- DIRECTIONS
Down to the last line, repeat the records exactly.

- RECORD EXCERPTS
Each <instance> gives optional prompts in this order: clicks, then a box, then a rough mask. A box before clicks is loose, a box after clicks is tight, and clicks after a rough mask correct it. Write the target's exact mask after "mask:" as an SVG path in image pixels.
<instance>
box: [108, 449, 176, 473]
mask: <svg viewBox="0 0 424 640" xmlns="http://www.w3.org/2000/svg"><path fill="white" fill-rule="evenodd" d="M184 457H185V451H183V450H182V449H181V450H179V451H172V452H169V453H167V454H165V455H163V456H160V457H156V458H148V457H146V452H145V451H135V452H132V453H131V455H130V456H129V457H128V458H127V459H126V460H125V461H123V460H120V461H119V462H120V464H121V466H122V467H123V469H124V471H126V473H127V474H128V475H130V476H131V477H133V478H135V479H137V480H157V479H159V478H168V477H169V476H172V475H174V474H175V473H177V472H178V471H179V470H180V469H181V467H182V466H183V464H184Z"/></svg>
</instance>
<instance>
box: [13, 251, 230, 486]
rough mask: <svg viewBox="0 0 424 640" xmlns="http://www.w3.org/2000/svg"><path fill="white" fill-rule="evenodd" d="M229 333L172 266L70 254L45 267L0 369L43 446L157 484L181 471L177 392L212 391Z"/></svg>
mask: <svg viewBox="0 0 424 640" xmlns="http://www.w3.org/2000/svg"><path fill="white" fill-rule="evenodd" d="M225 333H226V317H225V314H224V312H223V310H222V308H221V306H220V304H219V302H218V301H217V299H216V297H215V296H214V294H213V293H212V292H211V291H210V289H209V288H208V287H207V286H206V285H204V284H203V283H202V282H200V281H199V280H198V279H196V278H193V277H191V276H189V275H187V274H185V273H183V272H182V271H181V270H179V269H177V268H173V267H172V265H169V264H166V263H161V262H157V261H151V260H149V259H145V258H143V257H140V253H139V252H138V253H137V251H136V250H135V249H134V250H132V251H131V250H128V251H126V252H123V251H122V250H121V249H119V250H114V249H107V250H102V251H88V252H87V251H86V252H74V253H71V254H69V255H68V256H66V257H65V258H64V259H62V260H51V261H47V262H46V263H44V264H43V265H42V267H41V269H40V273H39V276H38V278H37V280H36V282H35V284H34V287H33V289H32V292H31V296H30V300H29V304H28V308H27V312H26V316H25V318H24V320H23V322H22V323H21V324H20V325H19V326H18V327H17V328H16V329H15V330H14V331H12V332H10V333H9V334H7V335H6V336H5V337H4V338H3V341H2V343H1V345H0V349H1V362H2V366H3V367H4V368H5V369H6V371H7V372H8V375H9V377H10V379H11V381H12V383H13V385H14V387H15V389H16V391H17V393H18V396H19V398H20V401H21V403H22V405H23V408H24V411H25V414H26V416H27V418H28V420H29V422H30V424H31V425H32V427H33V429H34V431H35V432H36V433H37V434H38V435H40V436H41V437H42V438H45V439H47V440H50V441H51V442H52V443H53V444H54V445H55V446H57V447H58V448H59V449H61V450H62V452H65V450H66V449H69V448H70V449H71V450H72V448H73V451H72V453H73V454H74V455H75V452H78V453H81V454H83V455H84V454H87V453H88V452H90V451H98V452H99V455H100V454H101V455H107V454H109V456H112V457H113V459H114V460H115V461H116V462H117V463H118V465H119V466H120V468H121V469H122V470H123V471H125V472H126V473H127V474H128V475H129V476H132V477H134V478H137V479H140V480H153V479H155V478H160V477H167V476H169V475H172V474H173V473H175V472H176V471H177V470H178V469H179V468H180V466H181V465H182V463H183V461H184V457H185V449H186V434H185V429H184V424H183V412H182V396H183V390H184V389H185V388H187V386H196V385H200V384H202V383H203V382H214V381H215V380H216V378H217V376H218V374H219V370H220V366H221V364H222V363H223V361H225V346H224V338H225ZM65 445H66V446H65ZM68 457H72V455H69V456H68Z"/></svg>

- RESPONSE FOR THIS EXERCISE
Each <instance> gives optional prompts in this order: clicks, then a box, then a rough mask. A box before clicks is loose, a box after clicks is tight, and clicks after a rough mask correct it. Write the target's exact mask after "mask:" as an SVG path in image pixels.
<instance>
box: [108, 449, 176, 473]
mask: <svg viewBox="0 0 424 640" xmlns="http://www.w3.org/2000/svg"><path fill="white" fill-rule="evenodd" d="M184 457H185V451H183V450H182V449H181V450H179V451H172V452H169V453H167V454H165V455H163V456H160V457H156V458H148V457H146V452H145V451H135V452H132V453H131V455H130V456H129V457H128V458H127V459H126V460H125V461H123V460H120V461H119V462H120V464H121V466H122V467H123V469H124V471H126V473H127V474H128V475H130V476H131V477H133V478H135V479H137V480H157V479H159V478H168V477H169V476H172V475H174V474H175V473H177V472H178V471H179V470H180V469H181V467H182V466H183V464H184Z"/></svg>
</instance>
<instance>
box: [13, 251, 230, 486]
rough mask: <svg viewBox="0 0 424 640" xmlns="http://www.w3.org/2000/svg"><path fill="white" fill-rule="evenodd" d="M229 333L172 266L70 254L45 267L0 369L43 446L157 484L181 471L177 392L212 391Z"/></svg>
mask: <svg viewBox="0 0 424 640" xmlns="http://www.w3.org/2000/svg"><path fill="white" fill-rule="evenodd" d="M225 333H226V317H225V314H224V312H223V310H222V308H221V306H220V304H219V302H218V301H217V299H216V297H215V296H214V294H213V293H212V292H211V291H210V289H209V288H208V287H207V286H206V285H204V284H203V283H202V282H200V281H199V280H198V279H196V278H193V277H191V276H189V275H187V274H185V273H183V272H182V271H181V270H179V269H177V268H173V267H172V265H169V264H166V263H161V262H157V261H151V260H149V259H145V258H143V257H140V253H139V252H138V253H137V251H136V250H135V249H134V250H132V251H131V250H128V251H126V252H123V251H122V250H121V249H119V250H114V249H107V250H102V251H88V252H87V251H86V252H74V253H71V254H69V255H68V256H66V257H65V258H64V259H62V260H51V261H47V262H46V263H44V264H43V265H42V267H41V269H40V273H39V276H38V278H37V280H36V282H35V284H34V287H33V289H32V292H31V296H30V300H29V304H28V308H27V312H26V316H25V318H24V320H23V322H22V323H21V324H20V325H19V326H18V327H17V328H16V329H15V330H14V331H12V332H10V333H9V334H7V335H6V336H5V337H4V338H3V341H2V343H1V345H0V349H1V362H2V366H3V367H4V368H5V369H6V371H7V372H8V375H9V377H10V379H11V381H12V383H13V385H14V387H15V389H16V391H17V393H18V396H19V398H20V401H21V403H22V405H23V408H24V411H25V414H26V416H27V418H28V420H29V422H30V424H31V425H32V427H33V429H34V431H35V432H36V433H37V434H38V435H40V436H41V437H42V438H45V439H47V440H50V441H51V442H52V443H53V444H54V445H55V446H57V447H58V448H59V449H61V450H62V452H65V450H66V449H69V448H70V449H71V450H72V448H73V451H72V453H73V454H74V455H75V452H78V453H81V454H83V455H84V454H87V453H88V452H90V451H98V452H99V455H100V454H101V455H107V454H109V456H112V457H113V459H114V460H115V461H116V462H117V463H118V465H119V466H120V468H121V469H122V470H123V471H125V472H126V473H127V474H128V475H129V476H132V477H134V478H137V479H140V480H153V479H155V478H160V477H167V476H169V475H172V474H173V473H175V472H176V471H177V470H178V469H179V468H180V466H181V465H182V463H183V461H184V457H185V449H186V434H185V429H184V424H183V412H182V396H183V390H184V389H185V388H187V386H196V385H200V384H202V383H203V382H214V381H215V380H216V378H217V376H218V374H219V370H220V366H221V364H222V363H223V361H225V346H224V338H225ZM65 445H66V446H65ZM68 457H72V455H69V456H68Z"/></svg>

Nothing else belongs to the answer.